Warts are generally small and completely harmless, but they are not very attractive, leaving you feeling unconfident in yourself. Warts are typically painless, but they can be uncomfortable, especially if they develop in areas like the soles of your feet. Keep reading to learn more about what causes warts and what your treatment options are.
Where Do Warts Come From?
Warts are caused by an infection referred to as the human papillomavirus (HPV, for short). There are over 100 different strains of this virus that can cause warts to develop on various parts of the body. It is important to keep in mind that the HPV strain that causes warts to develop in the genital area is not the same type of HPV that causes the development of warts on the rest of your body.
Do You Have Options?
In a number of instances, warts will slowly go away on their own as the infection is fought off by your body. Unfortunately, this can take quite a few months, possibly even years. So, if the wart is uncomfortable or if you are embarrassed by the wart, then you may be interested in finding out what wart removal methods are available to you. There are some over-the-counter options available if you are healthy and the wart is not giving signs that you should see a dermatologist (see below).
When to See a Dermatologist
There are instances when you should schedule an appointment with your dermatologist as soon as possible. If you have diabetes or a weak immune system, then you need to visit your dermatologist for assistance in the wart removal process. In addition, if the warts are not responding to DIY or at-home treatments or if they are spreading, worsening, bleeding, itching, causing pain, or developing on your genitals or face, you need to see a professional immediately.
How Are Warts Treated?
Depending on your individual situation, your dermatologist may suggest a few different methods of wart removal. Salicylic acid is a topical treatment that can be applied to warts on the hands, knees, and feet. It will need to be applied for a few weeks on a daily basis. A pumice stone will also be used to file the outer layer of dead skin from the wart. This particular treatment works by killing the wart layer by layer. Another option is to freeze the wart with liquid nitrogen—a process often known as cryotherapy. This often takes a few sessions to remove the wart completely.
When the aforementioned options aren't successful, it may be possible to burn, cut, or remove the wart using a laser.

Dataset section ::
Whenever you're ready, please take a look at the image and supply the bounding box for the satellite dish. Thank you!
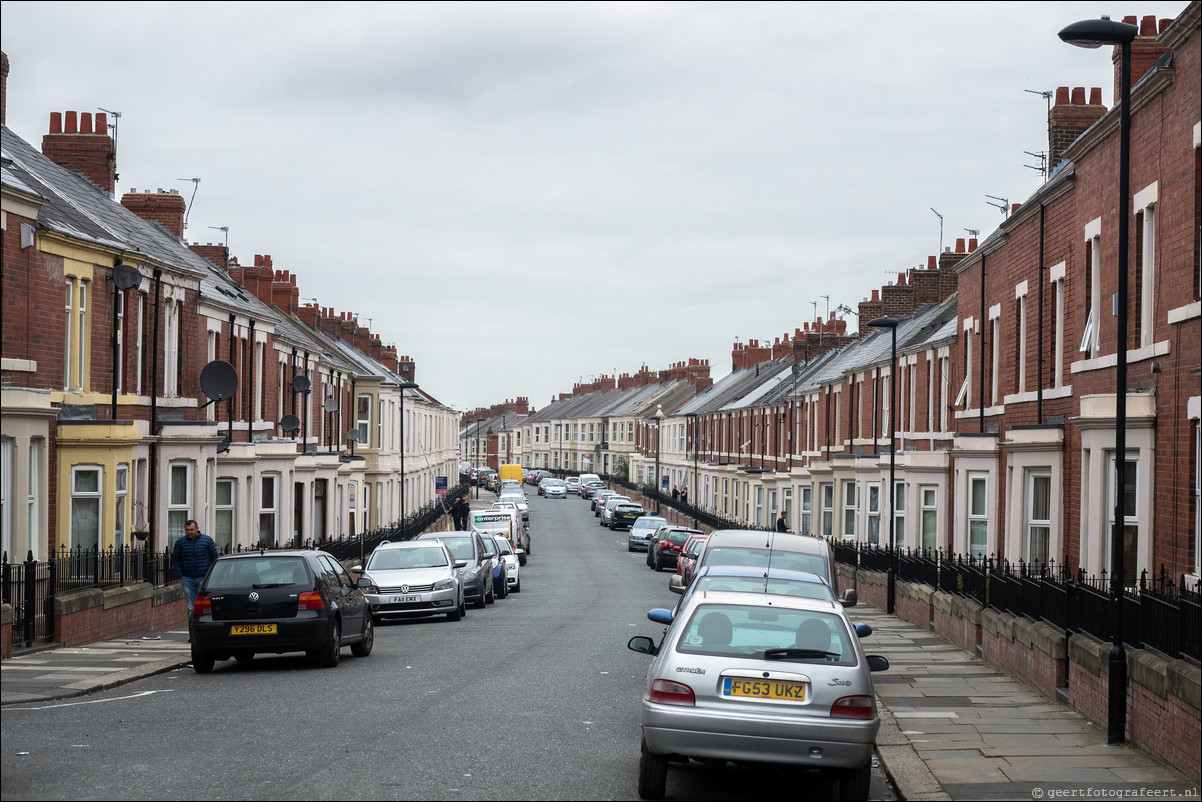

Task brief ::
Retype the wart treatment text from "Warts are generally" to "treatment options are." without any changes.

Exercise result ::
Warts are generally small and completely harmless, but they are not very attractive, leaving you feeling unconfident in yourself. Warts are typically painless, but they can be uncomfortable, especially if they develop in areas like the soles of your feet. Keep reading to learn more about what causes warts and what your treatment options are.